# [Requirements]
#1 In the MotoGP page text, where and in what year did Pedrosa win his fourth-ever MotoGP race?
#2 Collect every line of the records that contains the string "drive", treating uppercase and lowercase letters as different.

# [Page text]
■ ■ ■ ■ ■ ■ ■
Hayden worked harder on that bike than many of us realised at the time. Only now is the long view of hindsight showing what a stunning job he did.
But the age of 125 and 250 super kids was already upon us. Daijiro Kato had got onto a V5 at Brno in 2003, putting it straight onto the podium in second place, but we only saw him for seven races on a four stroke before he died at Suzuka, the first race of 2003.
Dani Pedrosa was equally as tiny and essentially the next Kato in the eyes of HRC. It was simple - there's weight penalty with the jockey who is 49 kilos. Riders of that size are an engineers dream. His team-mate Nicky Hayden was 20kg heavier and riding the same bike.
They went to town with the anticipation of the new 800cc rules, and you can't blame them for relishing the chance at getting the title back fair and square with Pedrosa after he won his fourth-ever MotoGP race at China in 2006. Things were looking rather good.
The 800cc bike came out and the magazines went to town, saying it was a bike built for the smaller Pedrosa over the more normal-sized Hayden. But it didn't win a race, being beaten all the way until mid-July at the Sachsenring when Pedrosa blew them all away.
■ ■ ■ ■ ■ ■ ■
# [Records to use]

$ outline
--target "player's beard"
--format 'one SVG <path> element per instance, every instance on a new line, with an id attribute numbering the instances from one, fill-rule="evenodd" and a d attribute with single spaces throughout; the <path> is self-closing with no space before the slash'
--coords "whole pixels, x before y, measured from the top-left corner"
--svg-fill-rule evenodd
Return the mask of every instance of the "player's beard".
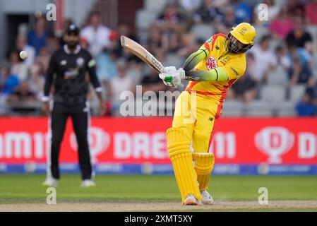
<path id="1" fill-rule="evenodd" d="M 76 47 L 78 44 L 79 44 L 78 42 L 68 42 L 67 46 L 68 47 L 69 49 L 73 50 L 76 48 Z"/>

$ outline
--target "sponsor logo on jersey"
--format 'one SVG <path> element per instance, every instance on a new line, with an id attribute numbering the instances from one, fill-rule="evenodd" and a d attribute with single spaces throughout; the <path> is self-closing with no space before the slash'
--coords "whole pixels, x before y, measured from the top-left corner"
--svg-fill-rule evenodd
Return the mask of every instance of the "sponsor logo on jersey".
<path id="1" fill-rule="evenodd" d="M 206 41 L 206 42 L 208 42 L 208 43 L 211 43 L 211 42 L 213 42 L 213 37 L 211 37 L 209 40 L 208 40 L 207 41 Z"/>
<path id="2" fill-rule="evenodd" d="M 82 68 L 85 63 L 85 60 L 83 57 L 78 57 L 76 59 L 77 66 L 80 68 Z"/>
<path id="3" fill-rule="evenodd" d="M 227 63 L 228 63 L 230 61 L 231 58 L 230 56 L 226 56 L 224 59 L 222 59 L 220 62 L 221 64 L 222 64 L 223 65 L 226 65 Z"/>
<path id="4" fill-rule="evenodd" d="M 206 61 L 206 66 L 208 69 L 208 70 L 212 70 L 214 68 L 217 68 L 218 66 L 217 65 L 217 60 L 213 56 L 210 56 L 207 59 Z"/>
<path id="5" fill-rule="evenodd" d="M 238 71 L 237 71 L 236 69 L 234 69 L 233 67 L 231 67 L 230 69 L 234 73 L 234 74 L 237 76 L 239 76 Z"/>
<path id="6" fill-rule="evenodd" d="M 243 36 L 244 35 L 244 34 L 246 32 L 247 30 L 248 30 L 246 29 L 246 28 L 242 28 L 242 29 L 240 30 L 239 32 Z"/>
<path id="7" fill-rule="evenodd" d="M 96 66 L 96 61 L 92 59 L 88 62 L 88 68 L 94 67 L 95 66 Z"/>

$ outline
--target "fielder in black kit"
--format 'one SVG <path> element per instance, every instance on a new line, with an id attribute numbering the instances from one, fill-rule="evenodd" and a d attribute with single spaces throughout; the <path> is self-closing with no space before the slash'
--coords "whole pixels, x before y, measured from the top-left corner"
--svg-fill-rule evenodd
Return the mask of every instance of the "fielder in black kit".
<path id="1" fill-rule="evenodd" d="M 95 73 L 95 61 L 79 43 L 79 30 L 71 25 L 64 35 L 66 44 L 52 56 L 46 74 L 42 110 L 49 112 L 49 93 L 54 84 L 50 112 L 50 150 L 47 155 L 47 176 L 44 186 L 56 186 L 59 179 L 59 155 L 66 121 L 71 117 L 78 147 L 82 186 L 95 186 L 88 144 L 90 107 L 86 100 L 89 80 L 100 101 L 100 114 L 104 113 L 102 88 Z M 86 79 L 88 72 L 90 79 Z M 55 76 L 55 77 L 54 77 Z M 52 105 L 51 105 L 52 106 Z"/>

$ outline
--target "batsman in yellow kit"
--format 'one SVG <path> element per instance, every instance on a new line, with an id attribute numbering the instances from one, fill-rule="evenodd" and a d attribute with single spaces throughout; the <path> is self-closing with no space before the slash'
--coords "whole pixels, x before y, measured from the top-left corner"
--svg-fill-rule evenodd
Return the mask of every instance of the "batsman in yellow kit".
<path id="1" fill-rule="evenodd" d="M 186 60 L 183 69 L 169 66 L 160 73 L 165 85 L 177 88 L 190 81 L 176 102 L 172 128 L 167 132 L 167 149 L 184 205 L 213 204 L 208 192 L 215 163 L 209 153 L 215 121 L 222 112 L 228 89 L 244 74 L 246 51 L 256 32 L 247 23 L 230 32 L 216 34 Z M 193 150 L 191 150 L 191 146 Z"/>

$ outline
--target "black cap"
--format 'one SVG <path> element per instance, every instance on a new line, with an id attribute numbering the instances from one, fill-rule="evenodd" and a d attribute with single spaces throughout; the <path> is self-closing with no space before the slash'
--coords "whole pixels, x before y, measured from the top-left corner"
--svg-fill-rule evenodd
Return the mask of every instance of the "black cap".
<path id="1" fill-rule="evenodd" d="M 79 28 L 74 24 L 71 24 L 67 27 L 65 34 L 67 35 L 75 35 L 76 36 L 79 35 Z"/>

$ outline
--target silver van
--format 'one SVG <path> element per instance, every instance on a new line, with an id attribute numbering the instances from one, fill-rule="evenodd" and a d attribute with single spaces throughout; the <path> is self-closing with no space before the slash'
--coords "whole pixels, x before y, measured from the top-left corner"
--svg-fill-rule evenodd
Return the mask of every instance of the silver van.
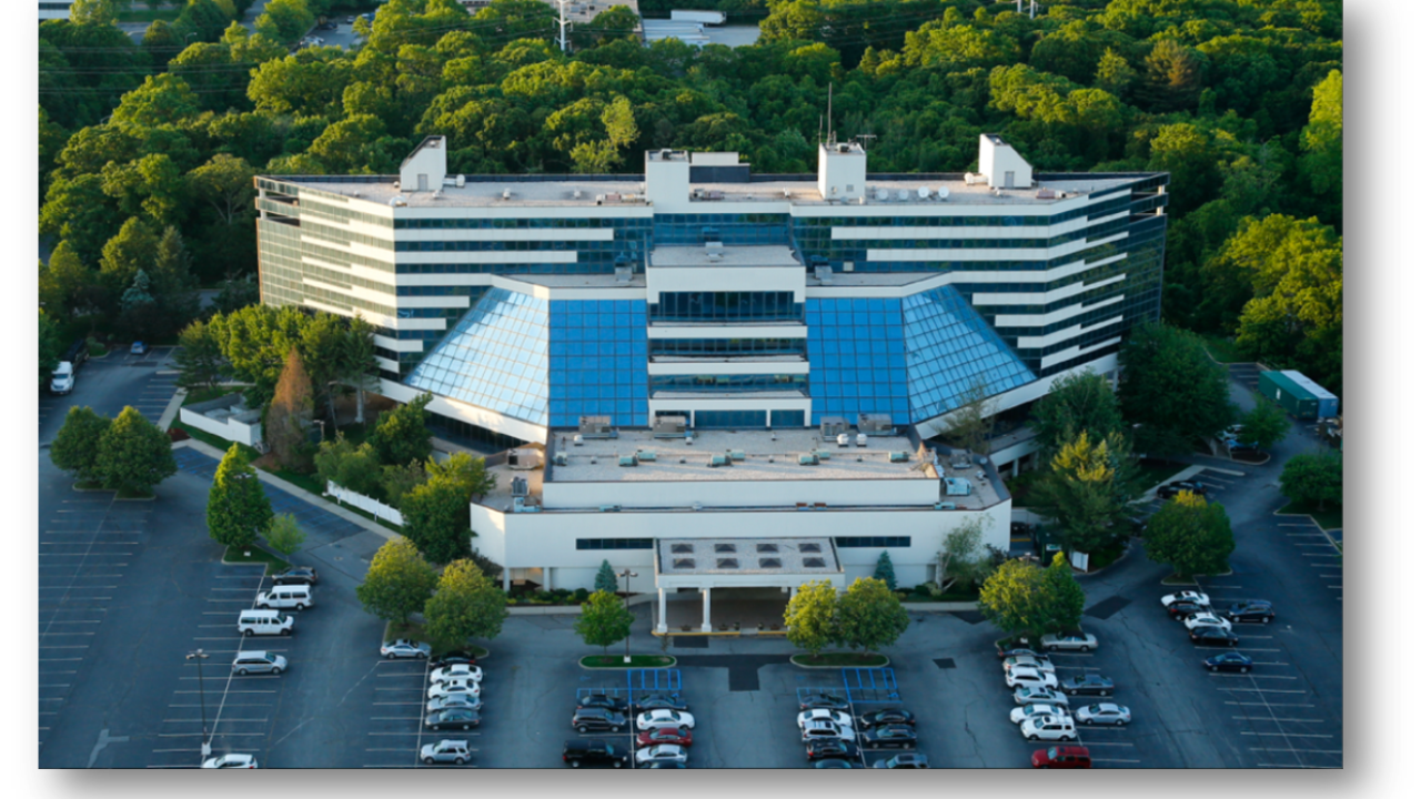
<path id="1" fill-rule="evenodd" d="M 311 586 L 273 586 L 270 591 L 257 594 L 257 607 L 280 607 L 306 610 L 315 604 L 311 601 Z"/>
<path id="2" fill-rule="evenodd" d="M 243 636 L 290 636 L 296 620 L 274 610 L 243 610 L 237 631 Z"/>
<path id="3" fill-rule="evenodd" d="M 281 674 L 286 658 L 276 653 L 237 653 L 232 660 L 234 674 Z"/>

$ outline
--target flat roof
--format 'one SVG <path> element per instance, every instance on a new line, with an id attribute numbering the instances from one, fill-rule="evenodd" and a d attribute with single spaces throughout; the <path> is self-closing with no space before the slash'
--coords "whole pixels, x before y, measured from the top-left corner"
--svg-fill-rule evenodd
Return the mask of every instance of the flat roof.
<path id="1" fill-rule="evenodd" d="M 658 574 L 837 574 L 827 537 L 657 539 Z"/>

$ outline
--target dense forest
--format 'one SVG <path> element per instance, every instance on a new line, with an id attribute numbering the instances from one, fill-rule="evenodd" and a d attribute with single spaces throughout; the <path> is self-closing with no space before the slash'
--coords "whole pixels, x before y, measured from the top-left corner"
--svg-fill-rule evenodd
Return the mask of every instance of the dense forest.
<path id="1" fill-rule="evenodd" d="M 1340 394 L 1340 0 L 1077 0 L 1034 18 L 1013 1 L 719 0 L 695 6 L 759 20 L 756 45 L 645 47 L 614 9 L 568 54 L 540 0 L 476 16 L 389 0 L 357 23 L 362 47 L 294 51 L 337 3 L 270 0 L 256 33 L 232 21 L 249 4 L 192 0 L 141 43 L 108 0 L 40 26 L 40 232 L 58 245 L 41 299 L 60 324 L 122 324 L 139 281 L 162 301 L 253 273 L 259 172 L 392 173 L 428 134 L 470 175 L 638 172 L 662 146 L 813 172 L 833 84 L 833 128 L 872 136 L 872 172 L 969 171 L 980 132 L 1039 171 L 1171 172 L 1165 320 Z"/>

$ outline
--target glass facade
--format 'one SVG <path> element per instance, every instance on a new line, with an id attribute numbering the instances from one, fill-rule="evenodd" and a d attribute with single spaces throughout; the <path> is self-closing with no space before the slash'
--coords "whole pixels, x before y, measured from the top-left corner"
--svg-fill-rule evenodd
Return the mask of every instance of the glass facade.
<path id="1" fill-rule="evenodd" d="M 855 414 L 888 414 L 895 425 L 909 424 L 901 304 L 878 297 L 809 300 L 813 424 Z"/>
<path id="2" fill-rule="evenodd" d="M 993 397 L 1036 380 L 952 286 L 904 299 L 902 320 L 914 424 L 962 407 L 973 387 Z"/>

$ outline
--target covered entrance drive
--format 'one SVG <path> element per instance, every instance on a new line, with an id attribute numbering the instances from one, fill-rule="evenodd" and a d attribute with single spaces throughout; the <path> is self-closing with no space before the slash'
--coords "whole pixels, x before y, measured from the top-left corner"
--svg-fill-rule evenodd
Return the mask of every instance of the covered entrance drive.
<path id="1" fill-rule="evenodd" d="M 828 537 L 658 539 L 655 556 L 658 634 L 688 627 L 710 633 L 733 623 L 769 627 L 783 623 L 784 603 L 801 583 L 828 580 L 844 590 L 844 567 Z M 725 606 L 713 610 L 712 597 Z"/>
■ ■ ■ ■ ■ ■ ■
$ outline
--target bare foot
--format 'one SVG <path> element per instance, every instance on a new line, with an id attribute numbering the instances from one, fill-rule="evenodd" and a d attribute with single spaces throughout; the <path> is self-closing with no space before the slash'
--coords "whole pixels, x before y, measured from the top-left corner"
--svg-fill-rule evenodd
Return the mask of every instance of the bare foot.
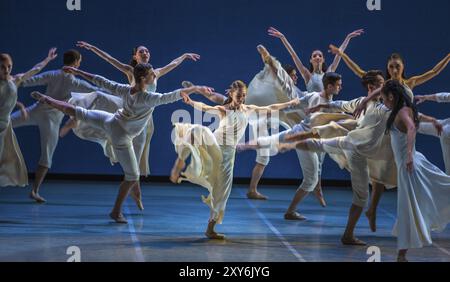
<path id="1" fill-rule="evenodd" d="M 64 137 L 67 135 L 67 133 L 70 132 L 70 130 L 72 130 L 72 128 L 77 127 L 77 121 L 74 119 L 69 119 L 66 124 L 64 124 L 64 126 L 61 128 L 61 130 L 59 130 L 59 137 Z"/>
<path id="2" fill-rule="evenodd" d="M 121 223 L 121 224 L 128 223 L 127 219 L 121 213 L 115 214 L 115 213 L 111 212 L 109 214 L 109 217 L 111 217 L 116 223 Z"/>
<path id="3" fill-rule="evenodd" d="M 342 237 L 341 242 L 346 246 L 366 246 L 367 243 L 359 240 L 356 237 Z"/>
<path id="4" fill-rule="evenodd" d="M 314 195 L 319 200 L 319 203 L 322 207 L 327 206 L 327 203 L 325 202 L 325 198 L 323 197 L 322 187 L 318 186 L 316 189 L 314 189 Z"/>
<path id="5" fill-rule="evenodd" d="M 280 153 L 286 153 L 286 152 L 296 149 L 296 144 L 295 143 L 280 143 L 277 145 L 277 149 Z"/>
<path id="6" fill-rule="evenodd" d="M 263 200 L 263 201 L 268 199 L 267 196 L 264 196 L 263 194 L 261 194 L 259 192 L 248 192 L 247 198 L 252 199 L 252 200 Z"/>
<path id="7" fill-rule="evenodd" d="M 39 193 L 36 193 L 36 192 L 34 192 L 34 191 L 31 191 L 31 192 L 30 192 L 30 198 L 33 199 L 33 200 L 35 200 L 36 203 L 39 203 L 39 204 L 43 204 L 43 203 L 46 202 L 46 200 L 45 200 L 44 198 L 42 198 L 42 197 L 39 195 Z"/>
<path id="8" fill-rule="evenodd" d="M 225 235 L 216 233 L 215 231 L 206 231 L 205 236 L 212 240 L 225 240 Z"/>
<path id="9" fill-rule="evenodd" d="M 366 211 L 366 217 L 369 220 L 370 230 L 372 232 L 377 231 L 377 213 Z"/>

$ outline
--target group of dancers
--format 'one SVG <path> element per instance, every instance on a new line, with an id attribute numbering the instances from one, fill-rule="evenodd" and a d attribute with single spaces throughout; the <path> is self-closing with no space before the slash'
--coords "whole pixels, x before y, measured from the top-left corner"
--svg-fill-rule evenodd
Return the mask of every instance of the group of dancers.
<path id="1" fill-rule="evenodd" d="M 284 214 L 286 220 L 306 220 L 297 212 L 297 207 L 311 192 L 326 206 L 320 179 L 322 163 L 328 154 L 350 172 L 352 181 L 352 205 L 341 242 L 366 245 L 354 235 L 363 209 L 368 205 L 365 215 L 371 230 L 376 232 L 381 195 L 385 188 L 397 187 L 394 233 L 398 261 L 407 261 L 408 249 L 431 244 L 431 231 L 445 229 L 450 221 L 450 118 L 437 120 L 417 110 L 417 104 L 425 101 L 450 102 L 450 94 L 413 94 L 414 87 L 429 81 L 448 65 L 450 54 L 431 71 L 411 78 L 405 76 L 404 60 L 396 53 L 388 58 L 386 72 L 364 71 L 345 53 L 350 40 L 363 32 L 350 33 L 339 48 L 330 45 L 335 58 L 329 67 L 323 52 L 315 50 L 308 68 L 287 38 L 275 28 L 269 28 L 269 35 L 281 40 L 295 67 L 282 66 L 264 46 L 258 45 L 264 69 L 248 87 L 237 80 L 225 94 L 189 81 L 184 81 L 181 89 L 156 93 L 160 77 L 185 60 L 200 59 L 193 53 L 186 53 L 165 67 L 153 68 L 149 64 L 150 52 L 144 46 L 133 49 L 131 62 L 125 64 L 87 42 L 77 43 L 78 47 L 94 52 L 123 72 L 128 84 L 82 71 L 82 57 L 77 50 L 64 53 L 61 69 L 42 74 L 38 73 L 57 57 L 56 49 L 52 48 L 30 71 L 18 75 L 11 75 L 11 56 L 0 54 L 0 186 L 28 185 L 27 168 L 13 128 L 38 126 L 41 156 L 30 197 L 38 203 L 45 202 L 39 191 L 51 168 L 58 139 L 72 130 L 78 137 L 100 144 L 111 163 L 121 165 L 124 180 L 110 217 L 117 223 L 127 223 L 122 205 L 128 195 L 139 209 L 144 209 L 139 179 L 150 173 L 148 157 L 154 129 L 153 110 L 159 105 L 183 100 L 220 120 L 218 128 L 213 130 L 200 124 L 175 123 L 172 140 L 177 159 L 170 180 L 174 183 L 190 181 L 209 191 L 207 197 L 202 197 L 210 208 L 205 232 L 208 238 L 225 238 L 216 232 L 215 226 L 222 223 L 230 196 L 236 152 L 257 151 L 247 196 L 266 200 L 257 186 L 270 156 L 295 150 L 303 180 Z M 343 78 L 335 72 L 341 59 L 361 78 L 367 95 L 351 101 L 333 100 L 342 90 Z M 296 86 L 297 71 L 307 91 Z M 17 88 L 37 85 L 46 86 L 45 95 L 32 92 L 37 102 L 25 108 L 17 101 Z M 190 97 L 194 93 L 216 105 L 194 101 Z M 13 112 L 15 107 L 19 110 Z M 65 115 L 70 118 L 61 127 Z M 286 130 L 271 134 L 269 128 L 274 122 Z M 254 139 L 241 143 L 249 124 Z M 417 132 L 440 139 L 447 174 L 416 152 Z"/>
■ ■ ■ ■ ■ ■ ■
# [Answers for the tasks]
#1 At China in 2006.

#2
--target covered entrance drive
Return the mask of every instance of the covered entrance drive.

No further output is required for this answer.